SHORT TASK 1
How many lines in the rows below contain the string "fabric"? Give only the number.
— begin DOCUMENT —
For Via, such “contextual factors” can invalidate sexual rules if a relationship is “loving, consensual, non-manipulative and faithful.” Conservatives like Gagnon say behavioral science has no firm conclusion on causes, and in any event such factors cannot erase what Scripture clearly teaches.

A lesser argument says Jesus never explicitly denounced homosexuality, but he defined marriage as only between one man and one woman in Mark 10:6-9, paralleled in Matthew 19:4-6. Or some say Christianity can eliminate sexual rules just it dropped Old Testament circumcision and kosher laws, but those changes came by direct revelations of God that Christianity believes are scriptural.

On other faiths, a couple points.

Change in Judaism is also rather recent. As late as 1983, a compendium of rulings published by the rabbinate of the liberal Reform branch stated that “there is no question that Scripture considers homosexuality to be a grave sin” and Reform Jews “certainly revere” the Bible’s moral judgments. Thus “so-called” homosexual marriage violates “all that is respected in Jewish life.” Reform later evolved but that is the Orthodox branch’s continued belief.
— end DOCUMENT —
— begin EXTRACTED INFORMATION —
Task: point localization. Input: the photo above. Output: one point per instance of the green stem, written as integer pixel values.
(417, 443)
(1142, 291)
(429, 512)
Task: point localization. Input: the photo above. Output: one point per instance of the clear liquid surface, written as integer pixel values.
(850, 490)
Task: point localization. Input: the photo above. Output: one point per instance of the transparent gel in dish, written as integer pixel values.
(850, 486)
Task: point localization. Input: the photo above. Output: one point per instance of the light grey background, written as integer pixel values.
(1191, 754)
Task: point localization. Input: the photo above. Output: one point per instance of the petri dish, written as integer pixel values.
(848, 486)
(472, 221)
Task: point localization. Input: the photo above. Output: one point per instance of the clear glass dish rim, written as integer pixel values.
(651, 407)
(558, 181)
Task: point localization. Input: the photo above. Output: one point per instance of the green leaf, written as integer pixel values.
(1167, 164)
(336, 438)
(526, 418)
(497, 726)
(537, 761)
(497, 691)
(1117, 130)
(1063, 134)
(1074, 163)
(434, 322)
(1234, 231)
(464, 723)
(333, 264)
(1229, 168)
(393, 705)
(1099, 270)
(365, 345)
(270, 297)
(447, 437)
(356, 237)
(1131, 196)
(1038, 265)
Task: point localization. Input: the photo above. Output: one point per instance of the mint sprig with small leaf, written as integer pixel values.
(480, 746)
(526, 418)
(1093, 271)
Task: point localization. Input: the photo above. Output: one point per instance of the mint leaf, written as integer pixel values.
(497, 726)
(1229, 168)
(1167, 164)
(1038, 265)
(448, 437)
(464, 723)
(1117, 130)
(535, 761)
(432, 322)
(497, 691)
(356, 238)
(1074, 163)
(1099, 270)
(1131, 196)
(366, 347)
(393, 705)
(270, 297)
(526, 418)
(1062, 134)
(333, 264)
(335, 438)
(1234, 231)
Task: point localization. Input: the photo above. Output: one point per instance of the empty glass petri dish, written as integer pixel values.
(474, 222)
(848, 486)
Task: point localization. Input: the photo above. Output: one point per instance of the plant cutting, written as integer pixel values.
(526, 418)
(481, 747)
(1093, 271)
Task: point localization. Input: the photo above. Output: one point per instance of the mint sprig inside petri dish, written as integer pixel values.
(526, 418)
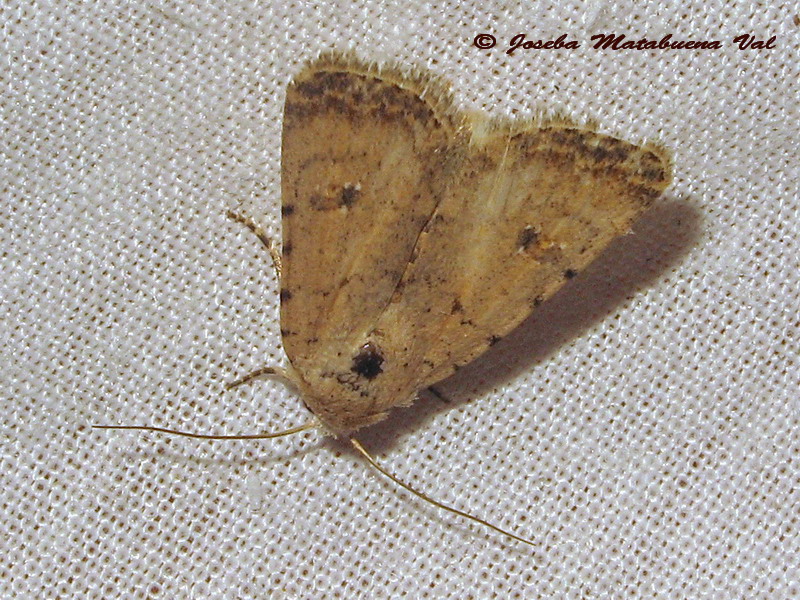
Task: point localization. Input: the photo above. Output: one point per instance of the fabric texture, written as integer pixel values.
(642, 427)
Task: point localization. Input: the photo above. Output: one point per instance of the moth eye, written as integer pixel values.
(368, 361)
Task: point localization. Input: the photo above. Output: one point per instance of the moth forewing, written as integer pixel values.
(411, 243)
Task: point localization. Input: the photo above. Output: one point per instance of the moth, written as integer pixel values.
(416, 236)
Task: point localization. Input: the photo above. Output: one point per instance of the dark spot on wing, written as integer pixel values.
(367, 363)
(527, 237)
(349, 195)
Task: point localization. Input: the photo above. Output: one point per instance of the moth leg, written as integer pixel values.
(261, 235)
(277, 372)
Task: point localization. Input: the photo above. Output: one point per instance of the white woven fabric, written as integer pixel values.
(643, 427)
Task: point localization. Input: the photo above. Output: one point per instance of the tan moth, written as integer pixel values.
(415, 236)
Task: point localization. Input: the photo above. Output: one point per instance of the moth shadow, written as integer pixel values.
(659, 240)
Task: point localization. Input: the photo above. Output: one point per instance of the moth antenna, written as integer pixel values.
(357, 445)
(282, 374)
(255, 436)
(259, 232)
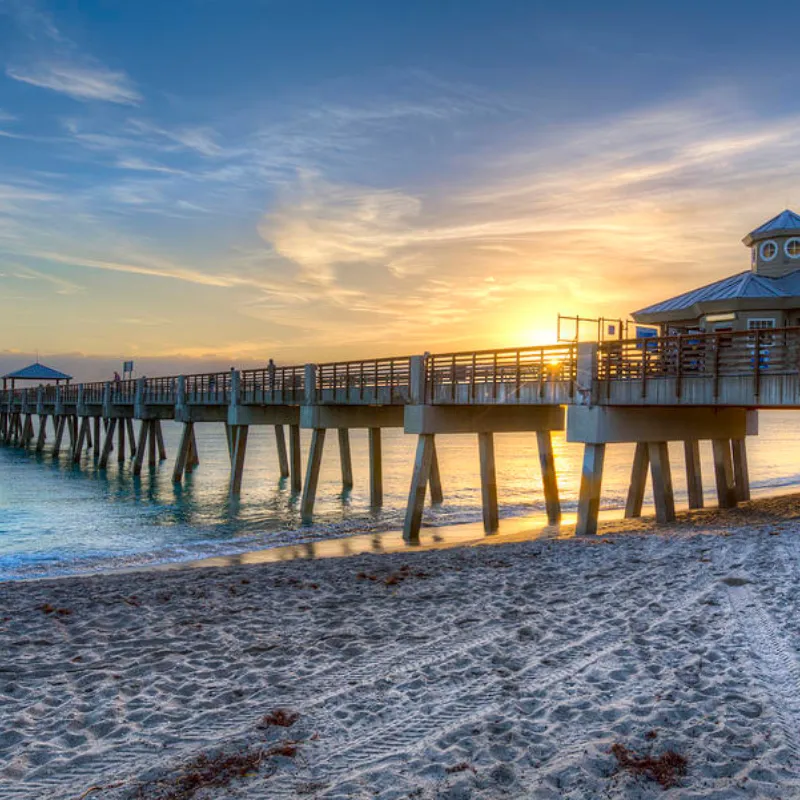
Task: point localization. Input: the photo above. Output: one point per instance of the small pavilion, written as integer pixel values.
(765, 296)
(36, 372)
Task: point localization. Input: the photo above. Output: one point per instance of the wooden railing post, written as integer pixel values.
(757, 354)
(310, 381)
(417, 368)
(236, 384)
(586, 372)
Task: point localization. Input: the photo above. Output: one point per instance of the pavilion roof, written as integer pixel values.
(38, 372)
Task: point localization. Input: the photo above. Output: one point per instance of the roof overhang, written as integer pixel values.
(697, 310)
(754, 237)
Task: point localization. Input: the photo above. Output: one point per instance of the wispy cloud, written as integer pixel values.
(62, 285)
(321, 224)
(58, 64)
(80, 82)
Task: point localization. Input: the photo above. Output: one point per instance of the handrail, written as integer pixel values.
(509, 369)
(712, 355)
(272, 384)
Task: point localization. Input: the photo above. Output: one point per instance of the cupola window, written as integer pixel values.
(792, 248)
(768, 250)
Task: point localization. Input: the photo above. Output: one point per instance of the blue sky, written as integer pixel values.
(230, 181)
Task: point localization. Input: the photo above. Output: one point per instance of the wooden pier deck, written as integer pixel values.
(648, 391)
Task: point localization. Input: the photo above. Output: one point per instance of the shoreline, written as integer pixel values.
(463, 672)
(530, 527)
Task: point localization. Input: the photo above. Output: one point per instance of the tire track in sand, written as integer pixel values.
(414, 731)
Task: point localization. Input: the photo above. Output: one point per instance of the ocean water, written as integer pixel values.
(57, 518)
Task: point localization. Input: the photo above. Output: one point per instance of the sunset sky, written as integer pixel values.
(233, 181)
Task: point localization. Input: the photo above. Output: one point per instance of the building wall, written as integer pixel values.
(782, 317)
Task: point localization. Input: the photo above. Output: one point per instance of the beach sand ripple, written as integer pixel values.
(485, 672)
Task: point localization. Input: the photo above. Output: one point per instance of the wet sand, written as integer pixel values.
(483, 672)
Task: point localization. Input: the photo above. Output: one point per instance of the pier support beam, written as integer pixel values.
(591, 484)
(723, 473)
(283, 458)
(145, 433)
(694, 474)
(162, 451)
(375, 468)
(239, 438)
(312, 475)
(98, 439)
(80, 440)
(108, 444)
(485, 421)
(345, 460)
(295, 459)
(661, 474)
(435, 478)
(229, 439)
(27, 430)
(121, 441)
(152, 437)
(596, 425)
(641, 465)
(544, 441)
(193, 457)
(131, 436)
(491, 519)
(182, 458)
(419, 482)
(60, 423)
(741, 474)
(42, 433)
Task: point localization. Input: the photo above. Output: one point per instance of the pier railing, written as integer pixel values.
(161, 391)
(745, 368)
(208, 388)
(272, 385)
(709, 368)
(529, 375)
(123, 392)
(380, 381)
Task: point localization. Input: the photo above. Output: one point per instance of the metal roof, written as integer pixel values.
(745, 284)
(785, 222)
(38, 372)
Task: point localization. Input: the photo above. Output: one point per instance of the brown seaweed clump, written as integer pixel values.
(666, 769)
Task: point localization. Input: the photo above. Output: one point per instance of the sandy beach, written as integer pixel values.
(486, 672)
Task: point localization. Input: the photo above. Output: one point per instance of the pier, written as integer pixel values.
(647, 392)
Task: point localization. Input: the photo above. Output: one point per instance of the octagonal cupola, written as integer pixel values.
(775, 245)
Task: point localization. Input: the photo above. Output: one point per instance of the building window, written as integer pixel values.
(768, 250)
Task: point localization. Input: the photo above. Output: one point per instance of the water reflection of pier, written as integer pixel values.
(647, 391)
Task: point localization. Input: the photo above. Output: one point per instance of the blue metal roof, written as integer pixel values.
— end EXTRACTED INFORMATION —
SHORT TASK 2
Copy the passage on Scripture and sexual rules above word for word, beginning at the words "A lesser argument" and stopping after "a couple points.".

EXERCISE RESPONSE 1
2

EXERCISE RESPONSE 2
A lesser argument says Jesus never explicitly denounced homosexuality, but he defined marriage as only between one man and one woman in Mark 10:6-9, paralleled in Matthew 19:4-6. Or some say Christianity can eliminate sexual rules just it dropped Old Testament circumcision and kosher laws, but those changes came by direct revelations of God that Christianity believes are scriptural.

On other faiths, a couple points.